WHAT YOU NEED TO DO. Output only the lines below from the one containing "Outline every instance of the **pan" to the one containing "Outline every instance of the **black", exactly as written, both ends kept.

(Dataset entries)
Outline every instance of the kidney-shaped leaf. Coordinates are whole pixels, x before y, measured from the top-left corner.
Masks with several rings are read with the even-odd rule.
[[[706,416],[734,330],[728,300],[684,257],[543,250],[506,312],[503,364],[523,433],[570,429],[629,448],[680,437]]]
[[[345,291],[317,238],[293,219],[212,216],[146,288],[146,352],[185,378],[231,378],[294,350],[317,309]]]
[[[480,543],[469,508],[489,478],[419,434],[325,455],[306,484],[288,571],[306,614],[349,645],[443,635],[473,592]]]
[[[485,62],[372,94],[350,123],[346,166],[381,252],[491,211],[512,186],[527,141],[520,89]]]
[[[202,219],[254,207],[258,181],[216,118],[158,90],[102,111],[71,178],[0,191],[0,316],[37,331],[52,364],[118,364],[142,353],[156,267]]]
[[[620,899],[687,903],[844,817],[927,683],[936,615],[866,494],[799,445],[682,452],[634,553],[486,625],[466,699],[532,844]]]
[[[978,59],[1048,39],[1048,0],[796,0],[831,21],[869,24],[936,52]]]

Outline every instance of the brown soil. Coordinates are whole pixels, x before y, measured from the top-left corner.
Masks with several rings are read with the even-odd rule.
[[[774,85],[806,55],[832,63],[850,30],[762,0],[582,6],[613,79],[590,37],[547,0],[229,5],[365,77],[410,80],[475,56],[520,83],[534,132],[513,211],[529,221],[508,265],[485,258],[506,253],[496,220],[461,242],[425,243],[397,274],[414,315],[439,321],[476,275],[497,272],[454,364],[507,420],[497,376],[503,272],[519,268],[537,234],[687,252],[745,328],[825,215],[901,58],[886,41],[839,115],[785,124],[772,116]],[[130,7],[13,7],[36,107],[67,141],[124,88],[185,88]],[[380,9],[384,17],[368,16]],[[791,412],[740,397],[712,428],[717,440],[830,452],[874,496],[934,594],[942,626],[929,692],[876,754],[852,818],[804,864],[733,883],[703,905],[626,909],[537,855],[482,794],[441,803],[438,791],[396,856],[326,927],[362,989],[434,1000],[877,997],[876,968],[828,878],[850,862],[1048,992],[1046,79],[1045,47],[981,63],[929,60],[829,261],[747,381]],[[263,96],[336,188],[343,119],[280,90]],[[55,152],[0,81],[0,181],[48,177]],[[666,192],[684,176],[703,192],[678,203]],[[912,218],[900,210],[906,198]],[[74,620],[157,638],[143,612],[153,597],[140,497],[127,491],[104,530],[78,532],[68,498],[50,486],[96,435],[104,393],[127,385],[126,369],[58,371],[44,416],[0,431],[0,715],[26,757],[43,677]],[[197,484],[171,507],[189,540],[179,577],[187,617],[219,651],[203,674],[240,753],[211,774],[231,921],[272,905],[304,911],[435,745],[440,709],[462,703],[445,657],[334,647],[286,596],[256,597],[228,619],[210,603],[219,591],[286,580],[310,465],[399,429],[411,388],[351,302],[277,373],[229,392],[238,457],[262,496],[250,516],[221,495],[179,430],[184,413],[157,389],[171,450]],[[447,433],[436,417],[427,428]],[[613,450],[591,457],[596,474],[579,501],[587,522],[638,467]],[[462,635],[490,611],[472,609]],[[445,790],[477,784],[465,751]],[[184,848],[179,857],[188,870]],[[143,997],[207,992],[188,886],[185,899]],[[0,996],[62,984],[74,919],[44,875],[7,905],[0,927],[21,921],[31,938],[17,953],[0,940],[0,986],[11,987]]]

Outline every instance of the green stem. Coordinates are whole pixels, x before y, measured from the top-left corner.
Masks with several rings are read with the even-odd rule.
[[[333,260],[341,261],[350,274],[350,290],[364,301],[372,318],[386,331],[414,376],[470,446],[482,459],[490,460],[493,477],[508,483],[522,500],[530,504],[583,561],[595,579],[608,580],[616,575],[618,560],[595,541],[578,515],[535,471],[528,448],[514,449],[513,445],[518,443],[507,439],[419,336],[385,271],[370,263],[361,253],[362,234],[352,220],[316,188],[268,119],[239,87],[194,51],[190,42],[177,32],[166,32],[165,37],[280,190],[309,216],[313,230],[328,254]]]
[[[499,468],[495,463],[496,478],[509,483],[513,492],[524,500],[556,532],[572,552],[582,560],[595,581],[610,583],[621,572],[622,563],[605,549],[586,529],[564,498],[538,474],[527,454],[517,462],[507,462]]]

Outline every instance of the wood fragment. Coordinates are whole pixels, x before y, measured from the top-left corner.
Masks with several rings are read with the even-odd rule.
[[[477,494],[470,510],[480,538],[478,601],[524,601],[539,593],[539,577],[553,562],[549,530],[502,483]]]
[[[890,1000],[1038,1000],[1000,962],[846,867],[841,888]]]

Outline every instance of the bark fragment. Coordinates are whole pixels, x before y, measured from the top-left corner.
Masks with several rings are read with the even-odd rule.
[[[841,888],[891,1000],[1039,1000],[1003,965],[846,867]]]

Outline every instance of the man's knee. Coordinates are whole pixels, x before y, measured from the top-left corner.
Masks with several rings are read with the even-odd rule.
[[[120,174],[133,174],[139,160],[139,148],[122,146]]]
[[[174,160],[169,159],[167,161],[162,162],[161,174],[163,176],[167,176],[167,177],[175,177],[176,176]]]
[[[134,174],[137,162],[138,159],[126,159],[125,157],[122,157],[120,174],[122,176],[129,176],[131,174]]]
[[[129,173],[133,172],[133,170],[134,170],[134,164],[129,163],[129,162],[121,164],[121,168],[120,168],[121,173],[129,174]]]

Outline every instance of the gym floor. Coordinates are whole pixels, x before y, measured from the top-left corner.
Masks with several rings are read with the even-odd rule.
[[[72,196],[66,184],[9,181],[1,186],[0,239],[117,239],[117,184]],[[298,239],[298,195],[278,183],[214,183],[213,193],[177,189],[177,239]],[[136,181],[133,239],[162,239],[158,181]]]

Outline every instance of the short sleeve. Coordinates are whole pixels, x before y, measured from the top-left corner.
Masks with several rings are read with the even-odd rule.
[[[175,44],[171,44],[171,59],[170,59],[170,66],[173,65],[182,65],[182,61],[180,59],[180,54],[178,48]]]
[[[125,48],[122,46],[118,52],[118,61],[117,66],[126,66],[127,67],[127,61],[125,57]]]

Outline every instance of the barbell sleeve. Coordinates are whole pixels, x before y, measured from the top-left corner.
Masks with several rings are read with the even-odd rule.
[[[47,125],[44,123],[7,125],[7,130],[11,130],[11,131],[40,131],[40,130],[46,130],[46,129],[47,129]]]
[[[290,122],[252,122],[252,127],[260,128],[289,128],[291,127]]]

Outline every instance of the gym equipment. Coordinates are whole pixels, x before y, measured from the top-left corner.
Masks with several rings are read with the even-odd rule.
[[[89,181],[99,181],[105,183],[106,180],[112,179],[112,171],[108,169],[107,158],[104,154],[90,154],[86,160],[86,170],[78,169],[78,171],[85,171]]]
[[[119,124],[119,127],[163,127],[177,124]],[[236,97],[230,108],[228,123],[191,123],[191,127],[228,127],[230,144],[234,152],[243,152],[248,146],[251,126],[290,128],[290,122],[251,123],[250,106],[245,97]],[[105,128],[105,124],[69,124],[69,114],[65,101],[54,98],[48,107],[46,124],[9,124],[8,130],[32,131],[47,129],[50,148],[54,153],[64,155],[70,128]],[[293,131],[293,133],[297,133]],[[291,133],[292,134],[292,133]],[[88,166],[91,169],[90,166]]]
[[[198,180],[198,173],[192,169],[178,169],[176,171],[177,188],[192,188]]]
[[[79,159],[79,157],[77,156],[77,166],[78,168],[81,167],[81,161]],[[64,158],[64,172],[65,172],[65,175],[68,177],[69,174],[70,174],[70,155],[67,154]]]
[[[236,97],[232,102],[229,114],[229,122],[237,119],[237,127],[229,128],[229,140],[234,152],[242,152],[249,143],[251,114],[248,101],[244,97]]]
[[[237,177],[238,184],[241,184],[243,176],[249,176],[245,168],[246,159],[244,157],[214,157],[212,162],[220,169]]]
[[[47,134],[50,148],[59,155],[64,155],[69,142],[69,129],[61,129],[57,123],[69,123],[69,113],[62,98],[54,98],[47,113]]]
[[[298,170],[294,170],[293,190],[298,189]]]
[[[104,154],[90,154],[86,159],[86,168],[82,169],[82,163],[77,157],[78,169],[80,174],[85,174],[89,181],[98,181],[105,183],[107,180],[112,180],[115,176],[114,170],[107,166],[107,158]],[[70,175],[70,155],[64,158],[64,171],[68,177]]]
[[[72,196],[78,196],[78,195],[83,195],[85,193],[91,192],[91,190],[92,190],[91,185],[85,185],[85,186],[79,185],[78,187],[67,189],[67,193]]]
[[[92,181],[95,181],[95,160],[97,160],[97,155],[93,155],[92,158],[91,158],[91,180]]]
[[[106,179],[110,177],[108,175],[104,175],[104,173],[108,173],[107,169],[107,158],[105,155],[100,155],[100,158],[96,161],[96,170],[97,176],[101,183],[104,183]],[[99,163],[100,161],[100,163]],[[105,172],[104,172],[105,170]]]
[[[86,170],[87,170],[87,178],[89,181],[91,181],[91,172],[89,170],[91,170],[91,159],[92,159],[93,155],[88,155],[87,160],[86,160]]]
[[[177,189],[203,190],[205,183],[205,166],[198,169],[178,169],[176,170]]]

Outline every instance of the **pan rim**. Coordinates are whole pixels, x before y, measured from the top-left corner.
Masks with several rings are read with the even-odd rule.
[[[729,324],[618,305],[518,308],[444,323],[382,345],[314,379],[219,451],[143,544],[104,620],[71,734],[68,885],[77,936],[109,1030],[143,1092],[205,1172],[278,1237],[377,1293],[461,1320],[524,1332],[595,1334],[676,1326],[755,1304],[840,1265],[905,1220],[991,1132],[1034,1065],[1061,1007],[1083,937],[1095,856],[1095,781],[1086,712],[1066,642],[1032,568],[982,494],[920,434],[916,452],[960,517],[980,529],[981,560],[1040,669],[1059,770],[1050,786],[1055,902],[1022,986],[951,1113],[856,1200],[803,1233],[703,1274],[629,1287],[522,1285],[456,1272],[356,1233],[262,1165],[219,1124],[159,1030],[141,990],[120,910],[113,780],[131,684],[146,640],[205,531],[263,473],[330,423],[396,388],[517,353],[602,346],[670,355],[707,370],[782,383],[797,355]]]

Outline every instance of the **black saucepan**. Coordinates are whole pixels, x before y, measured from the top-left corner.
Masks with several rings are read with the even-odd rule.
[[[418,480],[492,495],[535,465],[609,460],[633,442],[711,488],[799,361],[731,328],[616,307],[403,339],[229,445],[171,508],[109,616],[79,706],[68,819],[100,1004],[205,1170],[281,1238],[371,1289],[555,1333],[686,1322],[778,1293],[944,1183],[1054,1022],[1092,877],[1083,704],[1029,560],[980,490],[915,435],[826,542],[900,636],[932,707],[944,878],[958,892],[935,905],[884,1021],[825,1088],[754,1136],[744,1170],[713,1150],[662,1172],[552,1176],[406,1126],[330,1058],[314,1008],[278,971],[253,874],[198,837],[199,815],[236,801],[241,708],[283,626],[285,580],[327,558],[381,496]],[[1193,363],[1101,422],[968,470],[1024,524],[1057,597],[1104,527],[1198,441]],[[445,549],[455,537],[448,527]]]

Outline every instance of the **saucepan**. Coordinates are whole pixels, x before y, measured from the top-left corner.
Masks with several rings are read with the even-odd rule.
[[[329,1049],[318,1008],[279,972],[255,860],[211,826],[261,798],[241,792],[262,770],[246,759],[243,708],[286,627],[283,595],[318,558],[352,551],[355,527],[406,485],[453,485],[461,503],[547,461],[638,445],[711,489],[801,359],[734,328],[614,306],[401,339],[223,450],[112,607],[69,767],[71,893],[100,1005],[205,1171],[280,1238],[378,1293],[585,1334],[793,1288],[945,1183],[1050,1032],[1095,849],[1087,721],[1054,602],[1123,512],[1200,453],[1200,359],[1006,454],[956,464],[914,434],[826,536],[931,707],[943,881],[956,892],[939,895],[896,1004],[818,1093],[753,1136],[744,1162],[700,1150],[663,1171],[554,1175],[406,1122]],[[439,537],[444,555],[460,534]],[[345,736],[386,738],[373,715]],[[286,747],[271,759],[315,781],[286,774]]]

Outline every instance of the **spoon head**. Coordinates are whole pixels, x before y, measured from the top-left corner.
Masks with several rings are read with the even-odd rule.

TASK RESPONSE.
Outline every instance of the **pan rim**. Coordinates are whole pixels, x before y, measured from the top-left corner.
Masks with several rings are read with the even-odd rule.
[[[729,324],[618,305],[518,308],[444,323],[382,345],[314,379],[219,451],[143,544],[104,620],[71,734],[68,885],[77,936],[109,1030],[143,1092],[205,1172],[278,1237],[377,1293],[461,1320],[524,1332],[595,1334],[676,1326],[755,1304],[840,1265],[905,1220],[991,1132],[1034,1065],[1061,1007],[1083,937],[1095,856],[1095,781],[1086,712],[1066,642],[1032,568],[982,494],[920,434],[916,452],[960,517],[980,529],[981,560],[1040,669],[1059,770],[1050,786],[1055,902],[1022,986],[951,1113],[856,1200],[803,1233],[703,1274],[629,1287],[522,1285],[456,1272],[356,1233],[262,1165],[219,1124],[159,1030],[141,990],[120,910],[113,780],[131,684],[146,640],[205,531],[263,473],[330,423],[396,388],[517,353],[602,346],[670,355],[707,370],[782,383],[797,355]]]

Outline every instance of the **black saucepan**. Coordinates are whole pixels, x before y, measured from the top-left corner.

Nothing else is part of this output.